-------- ENTRIES SHOWN --------

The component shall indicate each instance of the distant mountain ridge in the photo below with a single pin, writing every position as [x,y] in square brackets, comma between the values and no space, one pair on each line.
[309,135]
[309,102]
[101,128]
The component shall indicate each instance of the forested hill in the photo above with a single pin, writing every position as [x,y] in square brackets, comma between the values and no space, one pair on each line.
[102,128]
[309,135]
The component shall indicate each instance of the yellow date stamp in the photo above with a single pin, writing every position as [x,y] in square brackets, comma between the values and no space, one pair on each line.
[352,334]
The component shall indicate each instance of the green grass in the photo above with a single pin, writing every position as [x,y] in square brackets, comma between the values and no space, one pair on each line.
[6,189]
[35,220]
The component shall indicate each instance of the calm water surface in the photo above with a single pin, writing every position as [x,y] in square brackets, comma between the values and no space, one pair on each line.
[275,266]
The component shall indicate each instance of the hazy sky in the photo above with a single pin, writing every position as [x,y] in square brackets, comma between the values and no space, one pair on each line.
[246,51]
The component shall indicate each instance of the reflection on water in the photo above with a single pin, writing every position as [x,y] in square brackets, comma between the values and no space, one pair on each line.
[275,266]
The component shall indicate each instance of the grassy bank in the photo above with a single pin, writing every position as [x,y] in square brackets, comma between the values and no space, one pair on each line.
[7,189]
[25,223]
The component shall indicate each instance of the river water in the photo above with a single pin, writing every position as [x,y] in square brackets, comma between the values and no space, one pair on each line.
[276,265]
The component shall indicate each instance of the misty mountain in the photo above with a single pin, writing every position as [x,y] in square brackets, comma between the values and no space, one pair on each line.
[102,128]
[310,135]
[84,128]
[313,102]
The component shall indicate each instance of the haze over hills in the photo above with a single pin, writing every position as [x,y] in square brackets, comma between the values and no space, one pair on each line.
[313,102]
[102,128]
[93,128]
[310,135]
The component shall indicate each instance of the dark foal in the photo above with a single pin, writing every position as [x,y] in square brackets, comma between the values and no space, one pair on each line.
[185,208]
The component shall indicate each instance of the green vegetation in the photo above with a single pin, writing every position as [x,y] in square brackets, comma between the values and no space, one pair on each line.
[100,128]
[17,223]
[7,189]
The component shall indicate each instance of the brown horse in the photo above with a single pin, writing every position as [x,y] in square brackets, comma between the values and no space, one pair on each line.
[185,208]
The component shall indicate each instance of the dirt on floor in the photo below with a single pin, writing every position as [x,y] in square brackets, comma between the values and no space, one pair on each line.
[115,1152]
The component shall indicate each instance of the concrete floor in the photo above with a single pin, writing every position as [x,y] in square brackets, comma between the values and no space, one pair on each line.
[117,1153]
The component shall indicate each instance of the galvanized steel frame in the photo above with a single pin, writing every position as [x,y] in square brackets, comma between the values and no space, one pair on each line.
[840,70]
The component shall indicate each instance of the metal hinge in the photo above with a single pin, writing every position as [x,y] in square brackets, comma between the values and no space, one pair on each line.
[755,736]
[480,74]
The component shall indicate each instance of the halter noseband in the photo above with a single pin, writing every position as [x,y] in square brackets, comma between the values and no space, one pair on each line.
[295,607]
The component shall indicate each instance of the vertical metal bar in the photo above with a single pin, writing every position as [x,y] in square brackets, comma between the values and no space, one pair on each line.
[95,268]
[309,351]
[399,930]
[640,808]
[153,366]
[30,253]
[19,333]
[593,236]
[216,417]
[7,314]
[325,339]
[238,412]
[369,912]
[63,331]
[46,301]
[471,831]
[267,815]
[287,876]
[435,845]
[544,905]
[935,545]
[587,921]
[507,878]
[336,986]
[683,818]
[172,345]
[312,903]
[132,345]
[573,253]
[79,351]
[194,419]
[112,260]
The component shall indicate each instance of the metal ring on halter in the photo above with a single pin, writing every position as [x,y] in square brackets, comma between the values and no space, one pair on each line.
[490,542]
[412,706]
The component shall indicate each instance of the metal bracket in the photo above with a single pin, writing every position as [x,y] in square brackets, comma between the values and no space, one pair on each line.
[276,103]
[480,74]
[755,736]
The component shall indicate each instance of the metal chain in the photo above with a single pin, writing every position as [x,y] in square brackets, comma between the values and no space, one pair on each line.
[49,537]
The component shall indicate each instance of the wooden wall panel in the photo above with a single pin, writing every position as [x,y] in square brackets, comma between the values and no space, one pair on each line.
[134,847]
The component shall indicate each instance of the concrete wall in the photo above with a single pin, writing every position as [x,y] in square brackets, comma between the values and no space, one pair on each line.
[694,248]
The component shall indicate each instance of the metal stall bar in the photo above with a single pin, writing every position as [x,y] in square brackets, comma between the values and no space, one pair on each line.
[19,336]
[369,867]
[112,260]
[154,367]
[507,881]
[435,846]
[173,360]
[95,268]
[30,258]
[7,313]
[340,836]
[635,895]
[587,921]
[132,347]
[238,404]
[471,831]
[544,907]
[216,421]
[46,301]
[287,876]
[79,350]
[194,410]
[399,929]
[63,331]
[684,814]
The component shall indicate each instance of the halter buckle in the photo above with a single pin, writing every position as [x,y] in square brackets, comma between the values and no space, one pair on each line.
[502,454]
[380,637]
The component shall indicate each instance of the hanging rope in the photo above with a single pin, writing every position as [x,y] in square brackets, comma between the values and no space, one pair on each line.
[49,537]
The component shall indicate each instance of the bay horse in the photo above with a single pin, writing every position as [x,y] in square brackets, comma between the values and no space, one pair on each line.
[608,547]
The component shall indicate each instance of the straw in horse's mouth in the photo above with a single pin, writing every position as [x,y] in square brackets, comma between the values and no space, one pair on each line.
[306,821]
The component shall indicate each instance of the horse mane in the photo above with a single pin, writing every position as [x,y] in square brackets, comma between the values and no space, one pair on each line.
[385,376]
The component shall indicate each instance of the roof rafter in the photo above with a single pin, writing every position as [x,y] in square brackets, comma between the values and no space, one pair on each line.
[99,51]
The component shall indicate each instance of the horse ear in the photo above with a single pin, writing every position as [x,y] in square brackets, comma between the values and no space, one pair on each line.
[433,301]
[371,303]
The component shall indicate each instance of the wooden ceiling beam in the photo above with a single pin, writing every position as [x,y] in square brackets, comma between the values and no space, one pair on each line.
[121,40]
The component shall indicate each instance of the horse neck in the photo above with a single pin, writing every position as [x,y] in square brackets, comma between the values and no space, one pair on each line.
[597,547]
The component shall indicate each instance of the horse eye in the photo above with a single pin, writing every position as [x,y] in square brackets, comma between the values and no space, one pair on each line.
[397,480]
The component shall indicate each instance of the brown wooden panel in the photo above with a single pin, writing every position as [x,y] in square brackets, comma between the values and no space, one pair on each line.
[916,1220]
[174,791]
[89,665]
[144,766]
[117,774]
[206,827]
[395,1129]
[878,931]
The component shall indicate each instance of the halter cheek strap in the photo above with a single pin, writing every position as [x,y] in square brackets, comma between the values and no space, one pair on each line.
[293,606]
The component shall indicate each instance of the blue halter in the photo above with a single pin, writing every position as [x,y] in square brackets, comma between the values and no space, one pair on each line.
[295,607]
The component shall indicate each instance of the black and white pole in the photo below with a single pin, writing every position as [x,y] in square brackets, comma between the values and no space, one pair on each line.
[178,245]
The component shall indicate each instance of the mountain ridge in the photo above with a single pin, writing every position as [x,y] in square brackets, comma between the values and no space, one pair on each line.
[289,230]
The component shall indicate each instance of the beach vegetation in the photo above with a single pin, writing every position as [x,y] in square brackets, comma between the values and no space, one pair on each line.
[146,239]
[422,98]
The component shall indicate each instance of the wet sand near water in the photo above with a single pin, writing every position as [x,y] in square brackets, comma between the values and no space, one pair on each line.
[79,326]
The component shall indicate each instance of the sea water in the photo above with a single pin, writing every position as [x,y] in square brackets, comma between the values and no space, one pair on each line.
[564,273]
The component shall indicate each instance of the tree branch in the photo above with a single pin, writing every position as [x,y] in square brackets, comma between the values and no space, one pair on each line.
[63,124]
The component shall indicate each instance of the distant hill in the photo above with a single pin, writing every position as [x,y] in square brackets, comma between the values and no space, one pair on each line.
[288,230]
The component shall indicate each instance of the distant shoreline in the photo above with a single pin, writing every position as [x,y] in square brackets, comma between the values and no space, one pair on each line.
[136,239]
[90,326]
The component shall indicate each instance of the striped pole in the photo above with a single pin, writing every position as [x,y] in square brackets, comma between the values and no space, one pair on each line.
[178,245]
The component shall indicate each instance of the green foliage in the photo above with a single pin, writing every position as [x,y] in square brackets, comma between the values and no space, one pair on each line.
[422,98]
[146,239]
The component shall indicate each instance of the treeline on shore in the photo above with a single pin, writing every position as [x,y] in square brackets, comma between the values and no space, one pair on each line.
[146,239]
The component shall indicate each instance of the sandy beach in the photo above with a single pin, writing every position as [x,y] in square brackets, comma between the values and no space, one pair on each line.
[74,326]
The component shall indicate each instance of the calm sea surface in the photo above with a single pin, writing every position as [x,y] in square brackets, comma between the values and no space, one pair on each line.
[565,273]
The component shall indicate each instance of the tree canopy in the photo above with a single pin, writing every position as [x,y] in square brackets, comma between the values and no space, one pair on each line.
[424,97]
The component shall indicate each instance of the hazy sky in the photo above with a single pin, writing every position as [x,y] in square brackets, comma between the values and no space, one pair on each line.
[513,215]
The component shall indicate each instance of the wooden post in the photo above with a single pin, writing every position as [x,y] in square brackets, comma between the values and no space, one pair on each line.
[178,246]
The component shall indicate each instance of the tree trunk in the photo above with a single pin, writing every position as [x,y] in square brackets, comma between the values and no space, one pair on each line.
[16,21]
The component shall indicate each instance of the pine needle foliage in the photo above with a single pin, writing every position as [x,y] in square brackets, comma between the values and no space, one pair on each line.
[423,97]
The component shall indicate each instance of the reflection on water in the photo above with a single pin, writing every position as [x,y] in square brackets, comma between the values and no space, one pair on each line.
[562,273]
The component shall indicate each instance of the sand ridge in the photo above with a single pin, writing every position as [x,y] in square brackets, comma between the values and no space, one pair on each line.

--------

EXERCISE:
The answer should hold the lines from the one containing "The component shall indicate each instance of the pine" through the end of the entries above, set down exactly, with both ends included.

RESPONSE TO THE TASK:
The component shall indicate each instance of the pine needle foliage in the photo above with a single pin, writing every position as [x,y] in square brackets, comma between the values and no space, one pair on each line.
[423,97]
The component shall indicate each instance of the reflection on water in the photo above with a single pin, writing every position as [x,y] in square brackets, comma between the values and no space, one pair on each line.
[562,273]
The component shall indicate each instance of the sand ridge in the photo above with a single pin, writing every position as [x,y] in square brackets, comma between the values and no space, one pair on each line.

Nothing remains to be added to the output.